Top Tip 3: You can’t put a price on it, but you can define a principle contributor towards health: EXERCISE. Lifestyle interventions need to be prioritised in this world of growing disease, obesity and injury. The sooner you realise that and the importance of the work we’re doing here, the better. Every single client that we see, we can make a tangible difference in their life. Every client, group or audience that we can educate edges this world closer and closer to a world that believes in lifestyle interventions as an avenue of rehabilitation and disease prevention. Get your educated message out there in any way that you can ASAP, and tell people about the cheapest, most effective and available medicine that exists on this planet: exercise. 

Top Tip 4: Keep your brain open and your ears unplugged. I can reflect on some of the courses I completed during university and admit that I didn’t really know what I was learning until a few years down the track. I need you to note that it’s incredibly important to keep learning not simply to pass your end of semester exams, but for the sake of the future application of this information. Dig into that passion that drew you into this degree every day of every week and appreciate what you’re learning because one day everything that has come into those ears of yours has to be communicated from your lips or your pen tip to those in need. Keep your humility close by and seek answers and clarification whenever you need it. Have the confidence to ask questions and don’t sit in the back row pretending that you don’t have them out of your own insecurities or your urge to not stand out. University is an incredible opportunity for growth, but a lot of these opportunities can be glazed over or missed if not approached intelligently.

Top Tip 5: I was recently enlightened by the fact that this line of business is much more of a people business than it is a science business. By this I mean that it is extremely important to build your foundation of clinical, anatomical, physiological and health promotional education through university, and to also not let go of being a lifelong student. However, in order to be able to preach the gospel of movement, you need to be able to confidently and efficiently TALK TO PEOPLE. You need to get them to listen to you, to trust you, and to follow you if you want to make a difference. I found that this was something that wasn’t taught as much in classes (although small psychology lessons are scattered throughout, you just have to know what you’re looking for), but in university practicums you will learn communication skills and how to deal with relationships. You have to take every opportunity you can get with your peers, your supervisors and your clients, be eager to learn and, here’s the kicker, put yourself well out of your comfort zone, often. The sooner you realise the importance of that, the sooner you can stop robotically throwing skills you’ve studied for at conditions you come across, and rather start treating your clients for who they are and start passing your knowledge on like an educated human with empathy, passion and individualisation.

_Requirement 1_
Rewrite the tips passage between "Top Tip 3: You" and "this planet: exercise.", inclusive, changing "medicine" to "remedy".
_Requirement 2_
State whether each statement agrees with the tips passage. Answer yes or no, and quote the words from the passage that decide it.
(a) Lifestyle interventions should be given priority.
(b) Communication skills were taught extensively in classes.
(c) The field is more a science business than a people business.
_Requirement 3_
List every kind of education that the tips passage names as part of the foundation to build through university.
The data have nothing to do with any of these tasks.

_Provided data_
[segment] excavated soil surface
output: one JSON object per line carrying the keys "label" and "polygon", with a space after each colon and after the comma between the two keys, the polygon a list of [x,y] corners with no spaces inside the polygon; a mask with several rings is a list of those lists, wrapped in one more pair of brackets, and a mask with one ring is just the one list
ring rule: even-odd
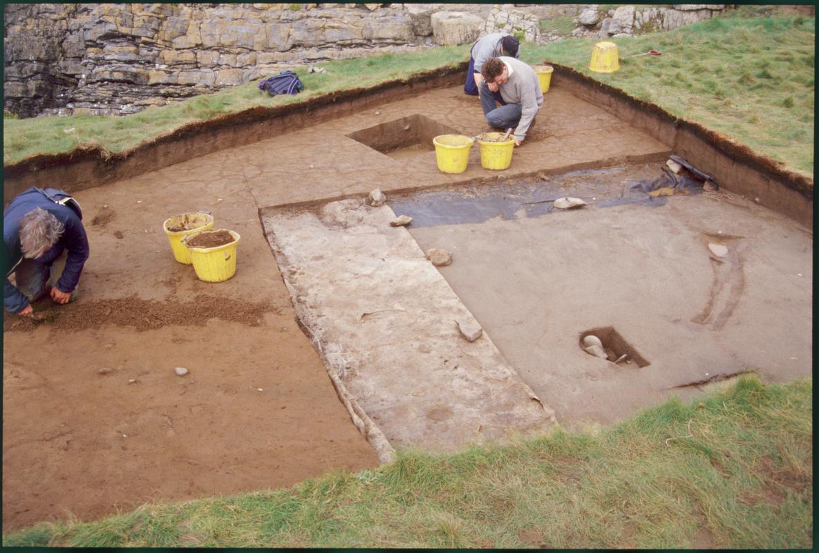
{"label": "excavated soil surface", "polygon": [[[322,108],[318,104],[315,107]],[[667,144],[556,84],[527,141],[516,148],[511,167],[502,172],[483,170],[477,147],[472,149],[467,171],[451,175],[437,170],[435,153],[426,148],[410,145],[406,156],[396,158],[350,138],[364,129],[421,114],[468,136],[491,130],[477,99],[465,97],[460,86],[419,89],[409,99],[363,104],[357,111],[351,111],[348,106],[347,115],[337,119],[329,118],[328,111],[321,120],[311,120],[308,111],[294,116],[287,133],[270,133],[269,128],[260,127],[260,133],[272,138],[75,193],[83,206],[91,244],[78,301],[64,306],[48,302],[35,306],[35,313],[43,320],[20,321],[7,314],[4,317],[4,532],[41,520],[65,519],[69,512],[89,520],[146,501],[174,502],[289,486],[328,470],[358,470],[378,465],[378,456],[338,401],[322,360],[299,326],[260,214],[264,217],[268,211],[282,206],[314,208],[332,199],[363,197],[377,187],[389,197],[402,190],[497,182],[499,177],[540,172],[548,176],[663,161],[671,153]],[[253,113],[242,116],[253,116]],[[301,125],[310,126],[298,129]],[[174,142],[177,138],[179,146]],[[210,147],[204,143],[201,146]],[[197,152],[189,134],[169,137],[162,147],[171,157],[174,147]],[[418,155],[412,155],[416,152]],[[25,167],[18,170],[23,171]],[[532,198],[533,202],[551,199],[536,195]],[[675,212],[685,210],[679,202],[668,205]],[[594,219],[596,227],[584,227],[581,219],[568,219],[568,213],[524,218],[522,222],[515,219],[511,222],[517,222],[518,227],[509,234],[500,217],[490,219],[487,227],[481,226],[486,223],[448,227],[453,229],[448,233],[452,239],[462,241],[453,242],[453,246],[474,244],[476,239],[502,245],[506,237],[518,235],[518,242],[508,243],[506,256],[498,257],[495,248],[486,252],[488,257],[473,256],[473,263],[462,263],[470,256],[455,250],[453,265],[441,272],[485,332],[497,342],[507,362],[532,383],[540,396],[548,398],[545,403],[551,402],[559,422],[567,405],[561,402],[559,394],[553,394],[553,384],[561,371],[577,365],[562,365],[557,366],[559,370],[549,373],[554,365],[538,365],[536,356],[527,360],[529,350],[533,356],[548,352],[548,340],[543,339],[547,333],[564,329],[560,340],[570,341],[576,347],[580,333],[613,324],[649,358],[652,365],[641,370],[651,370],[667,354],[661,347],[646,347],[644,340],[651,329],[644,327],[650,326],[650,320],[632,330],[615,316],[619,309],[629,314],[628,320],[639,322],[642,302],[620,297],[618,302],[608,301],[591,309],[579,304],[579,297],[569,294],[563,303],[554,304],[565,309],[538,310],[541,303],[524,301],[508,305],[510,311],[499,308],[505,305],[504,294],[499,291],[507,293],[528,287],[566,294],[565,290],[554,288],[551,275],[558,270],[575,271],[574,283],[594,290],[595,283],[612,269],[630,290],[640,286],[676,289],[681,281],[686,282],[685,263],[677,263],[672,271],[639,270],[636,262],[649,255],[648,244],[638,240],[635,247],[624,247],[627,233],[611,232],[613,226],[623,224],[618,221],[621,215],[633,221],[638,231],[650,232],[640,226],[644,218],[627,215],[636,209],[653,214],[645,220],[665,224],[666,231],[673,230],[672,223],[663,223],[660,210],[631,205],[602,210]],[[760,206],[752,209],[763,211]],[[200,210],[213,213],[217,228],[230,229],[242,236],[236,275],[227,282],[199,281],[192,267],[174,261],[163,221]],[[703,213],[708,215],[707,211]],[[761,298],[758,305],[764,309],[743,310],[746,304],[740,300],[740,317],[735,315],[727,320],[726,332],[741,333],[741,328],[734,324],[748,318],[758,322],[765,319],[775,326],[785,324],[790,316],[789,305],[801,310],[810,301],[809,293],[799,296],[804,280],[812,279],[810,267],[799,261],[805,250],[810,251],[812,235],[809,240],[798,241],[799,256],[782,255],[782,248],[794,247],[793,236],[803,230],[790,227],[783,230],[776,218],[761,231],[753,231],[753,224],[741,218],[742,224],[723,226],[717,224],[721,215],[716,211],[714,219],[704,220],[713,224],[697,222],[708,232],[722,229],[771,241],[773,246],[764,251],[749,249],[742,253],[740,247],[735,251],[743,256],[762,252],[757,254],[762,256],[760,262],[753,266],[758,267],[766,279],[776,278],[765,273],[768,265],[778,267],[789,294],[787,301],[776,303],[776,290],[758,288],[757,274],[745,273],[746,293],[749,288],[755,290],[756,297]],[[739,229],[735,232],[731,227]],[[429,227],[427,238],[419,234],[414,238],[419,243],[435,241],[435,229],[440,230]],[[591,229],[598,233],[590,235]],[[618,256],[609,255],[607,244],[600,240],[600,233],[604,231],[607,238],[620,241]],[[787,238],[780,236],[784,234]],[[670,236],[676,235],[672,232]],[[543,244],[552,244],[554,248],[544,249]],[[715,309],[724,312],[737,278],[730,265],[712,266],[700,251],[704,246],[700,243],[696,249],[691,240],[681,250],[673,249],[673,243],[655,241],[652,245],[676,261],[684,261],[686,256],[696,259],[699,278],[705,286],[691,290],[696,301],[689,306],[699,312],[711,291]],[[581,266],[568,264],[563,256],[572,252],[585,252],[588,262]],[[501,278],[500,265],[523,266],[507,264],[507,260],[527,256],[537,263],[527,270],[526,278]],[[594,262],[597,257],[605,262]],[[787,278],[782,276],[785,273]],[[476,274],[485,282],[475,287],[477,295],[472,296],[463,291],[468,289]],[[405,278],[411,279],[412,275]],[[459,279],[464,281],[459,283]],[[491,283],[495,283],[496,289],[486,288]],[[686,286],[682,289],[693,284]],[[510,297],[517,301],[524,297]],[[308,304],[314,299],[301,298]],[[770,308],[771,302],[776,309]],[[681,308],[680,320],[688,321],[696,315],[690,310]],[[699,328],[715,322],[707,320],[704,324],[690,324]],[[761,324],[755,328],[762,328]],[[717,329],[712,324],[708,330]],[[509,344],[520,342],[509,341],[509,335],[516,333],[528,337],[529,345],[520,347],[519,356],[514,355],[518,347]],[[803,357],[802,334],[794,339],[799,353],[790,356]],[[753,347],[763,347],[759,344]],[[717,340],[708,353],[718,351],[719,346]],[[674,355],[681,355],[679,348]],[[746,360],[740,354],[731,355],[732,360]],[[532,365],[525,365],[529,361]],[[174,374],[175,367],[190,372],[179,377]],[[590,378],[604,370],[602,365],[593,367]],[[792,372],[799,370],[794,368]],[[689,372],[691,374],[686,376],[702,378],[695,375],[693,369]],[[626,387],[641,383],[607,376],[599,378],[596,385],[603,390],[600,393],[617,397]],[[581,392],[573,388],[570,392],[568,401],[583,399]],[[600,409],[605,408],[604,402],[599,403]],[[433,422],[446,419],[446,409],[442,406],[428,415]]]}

_Answer area 1_
Top Tip 3: You can’t put a price on it, but you can define a principle contributor towards health: EXERCISE. Lifestyle interventions need to be prioritised in this world of growing disease, obesity and injury. The sooner you realise that and the importance of the work we’re doing here, the better. Every single client that we see, we can make a tangible difference in their life. Every client, group or audience that we can educate edges this world closer and closer to a world that believes in lifestyle interventions as an avenue of rehabilitation and disease prevention. Get your educated message out there in any way that you can ASAP, and tell people about the cheapest, most effective and available remedy that exists on this planet: exercise.

_Answer area 2_
(a) Yes: "Lifestyle interventions need to be prioritised in this world of growing disease, obesity and injury."
(b) No: "I found that this was something that wasn’t taught as much in classes"
(c) No: "this line of business is much more of a people business than it is a science business."

_Answer area 3_
clinical, anatomical, physiological, health promotional